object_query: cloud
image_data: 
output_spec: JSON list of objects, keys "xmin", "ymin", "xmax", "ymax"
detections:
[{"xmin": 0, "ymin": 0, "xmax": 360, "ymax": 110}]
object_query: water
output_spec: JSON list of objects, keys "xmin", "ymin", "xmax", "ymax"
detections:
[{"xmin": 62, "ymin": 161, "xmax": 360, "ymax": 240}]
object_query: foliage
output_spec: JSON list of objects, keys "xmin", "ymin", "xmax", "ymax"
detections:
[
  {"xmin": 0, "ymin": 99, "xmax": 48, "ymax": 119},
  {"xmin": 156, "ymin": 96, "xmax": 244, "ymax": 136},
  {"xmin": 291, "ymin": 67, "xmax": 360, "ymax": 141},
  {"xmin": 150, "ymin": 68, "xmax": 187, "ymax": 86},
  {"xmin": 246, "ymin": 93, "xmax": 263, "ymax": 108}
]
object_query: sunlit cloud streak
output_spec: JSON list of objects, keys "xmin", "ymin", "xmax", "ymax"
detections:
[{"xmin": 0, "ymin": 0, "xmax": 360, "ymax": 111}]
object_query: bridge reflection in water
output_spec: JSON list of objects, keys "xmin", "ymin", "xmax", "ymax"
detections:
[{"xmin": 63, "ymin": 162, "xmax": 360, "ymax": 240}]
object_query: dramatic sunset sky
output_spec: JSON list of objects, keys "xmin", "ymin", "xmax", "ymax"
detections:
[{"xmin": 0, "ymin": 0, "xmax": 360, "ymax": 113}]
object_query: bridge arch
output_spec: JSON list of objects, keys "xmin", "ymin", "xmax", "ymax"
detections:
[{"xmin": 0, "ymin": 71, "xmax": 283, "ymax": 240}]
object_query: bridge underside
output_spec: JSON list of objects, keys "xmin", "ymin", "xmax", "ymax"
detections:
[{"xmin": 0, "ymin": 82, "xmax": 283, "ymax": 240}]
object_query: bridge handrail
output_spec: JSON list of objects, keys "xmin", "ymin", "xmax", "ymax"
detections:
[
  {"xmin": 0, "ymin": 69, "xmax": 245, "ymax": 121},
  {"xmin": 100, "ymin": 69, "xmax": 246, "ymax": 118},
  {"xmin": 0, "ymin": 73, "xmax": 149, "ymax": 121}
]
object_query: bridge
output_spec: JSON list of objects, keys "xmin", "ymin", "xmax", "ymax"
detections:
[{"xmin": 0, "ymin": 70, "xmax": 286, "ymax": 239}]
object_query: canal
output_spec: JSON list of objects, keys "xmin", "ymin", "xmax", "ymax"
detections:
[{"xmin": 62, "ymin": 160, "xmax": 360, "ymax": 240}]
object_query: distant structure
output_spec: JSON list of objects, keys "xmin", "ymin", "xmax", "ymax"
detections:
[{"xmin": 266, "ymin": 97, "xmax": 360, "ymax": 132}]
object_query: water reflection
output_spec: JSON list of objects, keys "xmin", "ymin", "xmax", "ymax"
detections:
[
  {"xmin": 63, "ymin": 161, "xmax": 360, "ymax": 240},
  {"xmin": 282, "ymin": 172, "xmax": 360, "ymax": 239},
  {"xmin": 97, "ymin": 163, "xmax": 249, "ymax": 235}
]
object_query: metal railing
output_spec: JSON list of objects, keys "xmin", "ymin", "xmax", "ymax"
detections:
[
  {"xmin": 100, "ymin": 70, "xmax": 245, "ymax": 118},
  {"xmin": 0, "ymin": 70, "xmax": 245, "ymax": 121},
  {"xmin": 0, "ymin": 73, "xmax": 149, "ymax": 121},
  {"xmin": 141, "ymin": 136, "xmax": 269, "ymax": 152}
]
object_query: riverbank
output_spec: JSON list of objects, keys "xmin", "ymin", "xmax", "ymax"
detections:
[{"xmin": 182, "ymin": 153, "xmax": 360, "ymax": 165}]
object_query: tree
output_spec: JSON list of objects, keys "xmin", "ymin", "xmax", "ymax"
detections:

::::::

> What is asked: Give the records above again, word for word.

> Written response:
object_query: cloud
image_data: 
output_spec: JSON list of objects, keys "xmin", "ymin", "xmax", "ymax"
detections:
[{"xmin": 0, "ymin": 0, "xmax": 360, "ymax": 110}]
object_query: water
output_spec: JSON list of objects, keys "xmin", "ymin", "xmax", "ymax"
detections:
[{"xmin": 62, "ymin": 161, "xmax": 360, "ymax": 240}]
object_query: foliage
output_spec: JSON list of objects, keys "xmin", "ymin", "xmax", "ymax"
detections:
[
  {"xmin": 0, "ymin": 99, "xmax": 48, "ymax": 119},
  {"xmin": 156, "ymin": 96, "xmax": 244, "ymax": 136},
  {"xmin": 291, "ymin": 67, "xmax": 360, "ymax": 141},
  {"xmin": 150, "ymin": 68, "xmax": 187, "ymax": 86},
  {"xmin": 246, "ymin": 93, "xmax": 263, "ymax": 108}
]
object_query: sunlit cloud streak
output_spec: JSON list of objects, keys "xmin", "ymin", "xmax", "ymax"
detections:
[{"xmin": 0, "ymin": 0, "xmax": 360, "ymax": 111}]
object_query: bridge reflection in water
output_spec: JSON list of objects, keys "xmin", "ymin", "xmax", "ymax"
detections:
[{"xmin": 63, "ymin": 162, "xmax": 360, "ymax": 240}]
object_query: dramatic sunset sky
output_spec: JSON list of objects, keys "xmin", "ymin", "xmax", "ymax"
detections:
[{"xmin": 0, "ymin": 0, "xmax": 360, "ymax": 113}]
object_query: bridge arch
output_spec: JSON list of objects, keys "xmin", "ymin", "xmax", "ymax"
detections:
[{"xmin": 0, "ymin": 71, "xmax": 283, "ymax": 240}]
object_query: bridge underside
output_spec: JSON list of objects, keys "xmin", "ymin", "xmax", "ymax"
detections:
[{"xmin": 0, "ymin": 82, "xmax": 283, "ymax": 240}]
object_query: bridge handrail
output_spec: JSON list of objects, keys "xmin", "ymin", "xmax", "ymax"
detections:
[
  {"xmin": 0, "ymin": 69, "xmax": 245, "ymax": 121},
  {"xmin": 100, "ymin": 69, "xmax": 246, "ymax": 118},
  {"xmin": 0, "ymin": 73, "xmax": 149, "ymax": 121}
]
object_query: bridge
output_spec: JSON list of objects, keys "xmin", "ymin", "xmax", "ymax"
detections:
[{"xmin": 0, "ymin": 70, "xmax": 286, "ymax": 239}]
object_query: canal
output_spec: JSON list of objects, keys "xmin", "ymin", "xmax", "ymax"
detections:
[{"xmin": 62, "ymin": 160, "xmax": 360, "ymax": 240}]
object_query: distant structure
output_spec: JSON list of objects, keys "xmin", "ymin", "xmax", "ymax"
detections:
[{"xmin": 266, "ymin": 97, "xmax": 360, "ymax": 132}]
object_query: water reflection
output_spec: JSON list of objects, keys "xmin", "ymin", "xmax", "ymax"
detections:
[
  {"xmin": 63, "ymin": 161, "xmax": 360, "ymax": 240},
  {"xmin": 282, "ymin": 172, "xmax": 360, "ymax": 239},
  {"xmin": 97, "ymin": 163, "xmax": 249, "ymax": 235}
]
object_query: metal railing
output_spec: JSON list of objects, keys "xmin", "ymin", "xmax", "ymax"
detections:
[
  {"xmin": 100, "ymin": 70, "xmax": 245, "ymax": 118},
  {"xmin": 0, "ymin": 70, "xmax": 245, "ymax": 121},
  {"xmin": 0, "ymin": 73, "xmax": 149, "ymax": 121},
  {"xmin": 141, "ymin": 136, "xmax": 269, "ymax": 152}
]
object_query: riverbank
output_spec: JSON list of objects, keys "xmin", "ymin", "xmax", "ymax"
detections:
[{"xmin": 182, "ymin": 153, "xmax": 360, "ymax": 165}]
object_query: tree
output_spec: JSON list of objects, keys "xmin", "ymin", "xmax", "ymax"
detections:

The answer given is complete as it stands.